▶ _Task details_: Can you reproduce only the lines from the line with "the eyeglasses, one" up to and including the line with "Target: eyeglasses", with "instance" changed to "occurrence" and nothing else altered?

--- BEGIN Dataset rows ---

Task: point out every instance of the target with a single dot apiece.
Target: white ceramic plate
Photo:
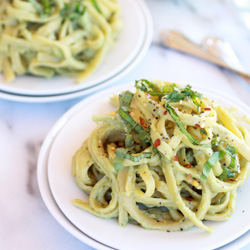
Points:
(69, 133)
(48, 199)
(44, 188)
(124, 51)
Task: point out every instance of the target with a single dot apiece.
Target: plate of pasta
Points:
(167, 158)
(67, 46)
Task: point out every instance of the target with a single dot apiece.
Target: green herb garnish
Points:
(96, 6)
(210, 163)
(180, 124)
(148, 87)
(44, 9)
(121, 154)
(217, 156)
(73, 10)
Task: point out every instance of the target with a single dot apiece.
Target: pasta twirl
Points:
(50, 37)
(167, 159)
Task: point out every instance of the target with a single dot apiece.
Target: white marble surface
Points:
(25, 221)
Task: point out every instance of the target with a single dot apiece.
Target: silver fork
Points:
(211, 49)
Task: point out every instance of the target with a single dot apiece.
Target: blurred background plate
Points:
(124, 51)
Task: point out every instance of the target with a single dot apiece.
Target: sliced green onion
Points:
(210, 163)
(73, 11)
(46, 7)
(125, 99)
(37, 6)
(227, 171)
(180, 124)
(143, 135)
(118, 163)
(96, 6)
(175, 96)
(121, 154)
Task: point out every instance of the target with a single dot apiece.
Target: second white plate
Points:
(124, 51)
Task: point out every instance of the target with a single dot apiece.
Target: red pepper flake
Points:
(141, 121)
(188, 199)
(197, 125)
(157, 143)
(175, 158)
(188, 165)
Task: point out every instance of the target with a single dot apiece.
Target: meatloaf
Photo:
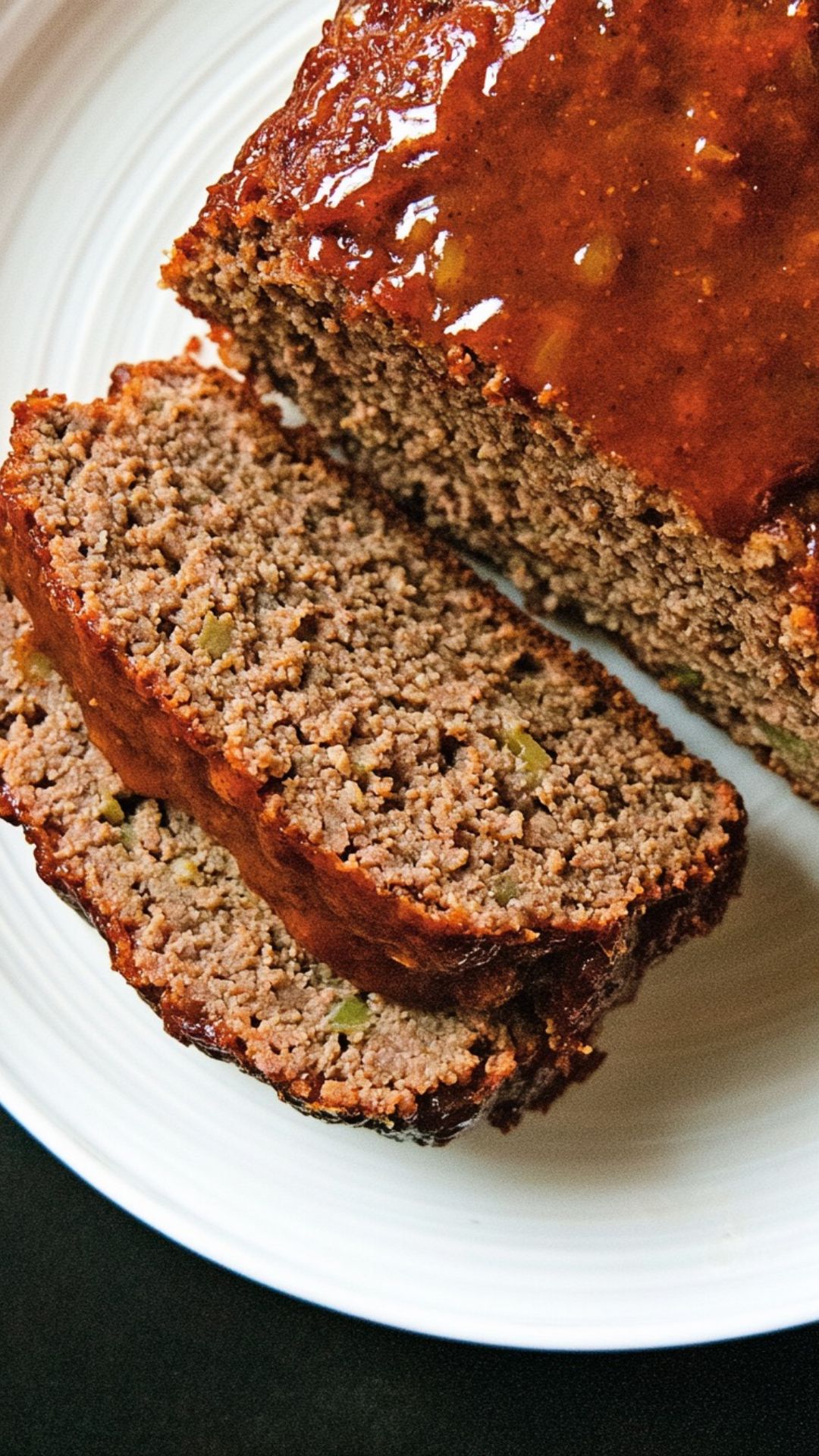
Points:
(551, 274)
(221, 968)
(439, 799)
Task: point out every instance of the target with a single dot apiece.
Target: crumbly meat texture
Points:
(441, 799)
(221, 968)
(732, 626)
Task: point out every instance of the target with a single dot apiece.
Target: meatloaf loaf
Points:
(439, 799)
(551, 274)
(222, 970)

--- END Dataset rows ---
--- BEGIN Dataset rows ---

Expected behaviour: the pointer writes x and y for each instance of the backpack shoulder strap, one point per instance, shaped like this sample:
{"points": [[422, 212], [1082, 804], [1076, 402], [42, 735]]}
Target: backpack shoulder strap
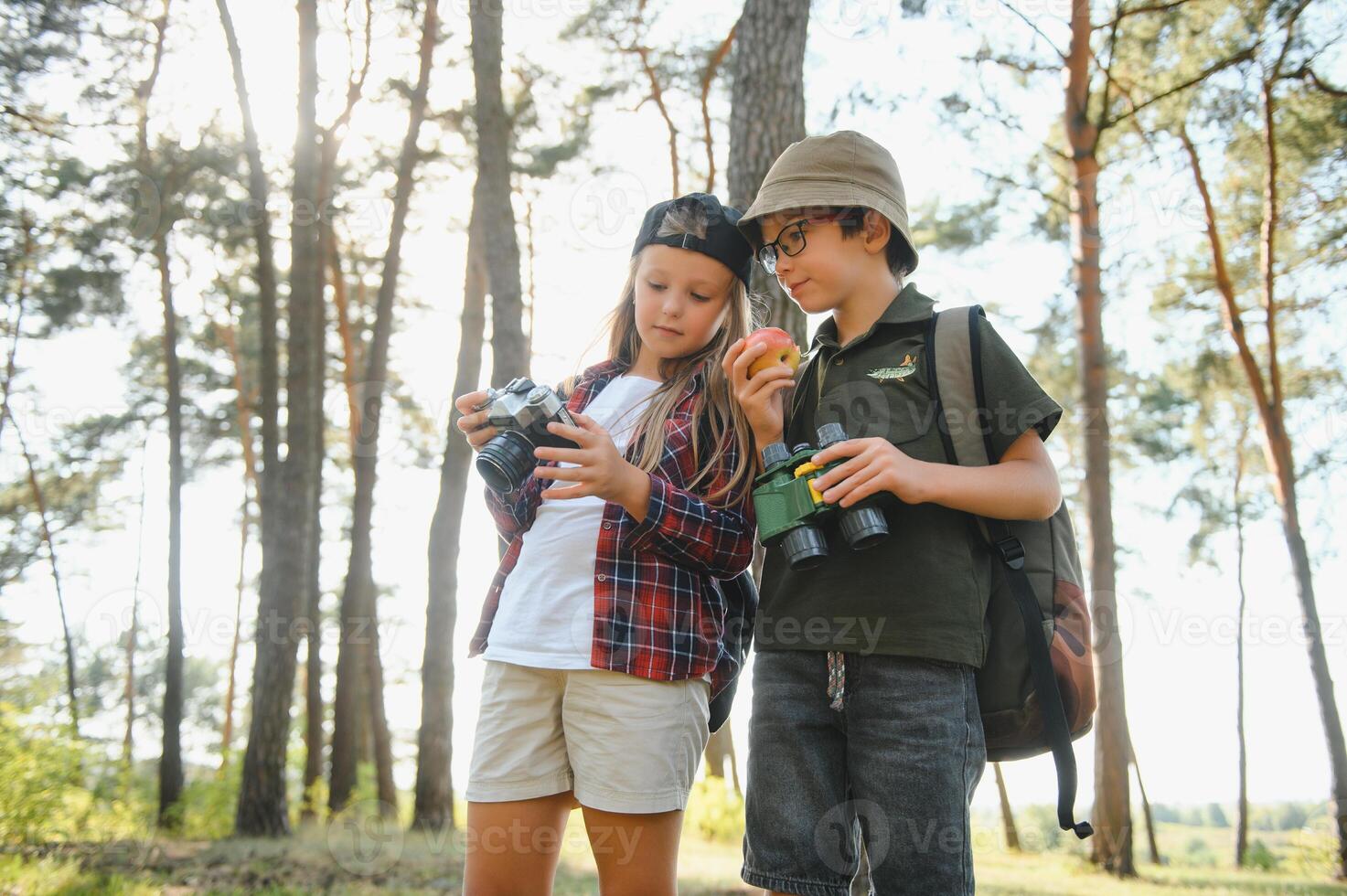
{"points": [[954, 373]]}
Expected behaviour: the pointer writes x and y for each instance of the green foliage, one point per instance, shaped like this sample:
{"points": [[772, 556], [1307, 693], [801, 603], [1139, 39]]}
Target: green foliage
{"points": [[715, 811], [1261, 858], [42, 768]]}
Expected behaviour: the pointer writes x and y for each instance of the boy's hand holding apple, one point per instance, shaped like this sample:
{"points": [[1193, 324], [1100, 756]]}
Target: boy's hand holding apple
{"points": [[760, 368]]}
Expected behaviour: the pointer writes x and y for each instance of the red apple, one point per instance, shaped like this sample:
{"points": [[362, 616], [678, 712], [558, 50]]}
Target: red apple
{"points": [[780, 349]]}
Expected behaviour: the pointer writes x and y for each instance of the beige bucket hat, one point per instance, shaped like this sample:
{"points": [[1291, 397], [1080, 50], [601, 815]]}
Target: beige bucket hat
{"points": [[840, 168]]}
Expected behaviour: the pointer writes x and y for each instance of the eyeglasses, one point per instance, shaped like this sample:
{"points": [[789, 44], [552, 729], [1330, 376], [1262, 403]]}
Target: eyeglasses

--- END Dataset rows ---

▶ _Result of the task_:
Expected behaviour: the pointer writes x and y for each occurrence of the eyeglasses, one point per occurrence, shaped like this sample:
{"points": [[789, 44], [552, 729], [1330, 376], [1262, 403]]}
Target: eyeglasses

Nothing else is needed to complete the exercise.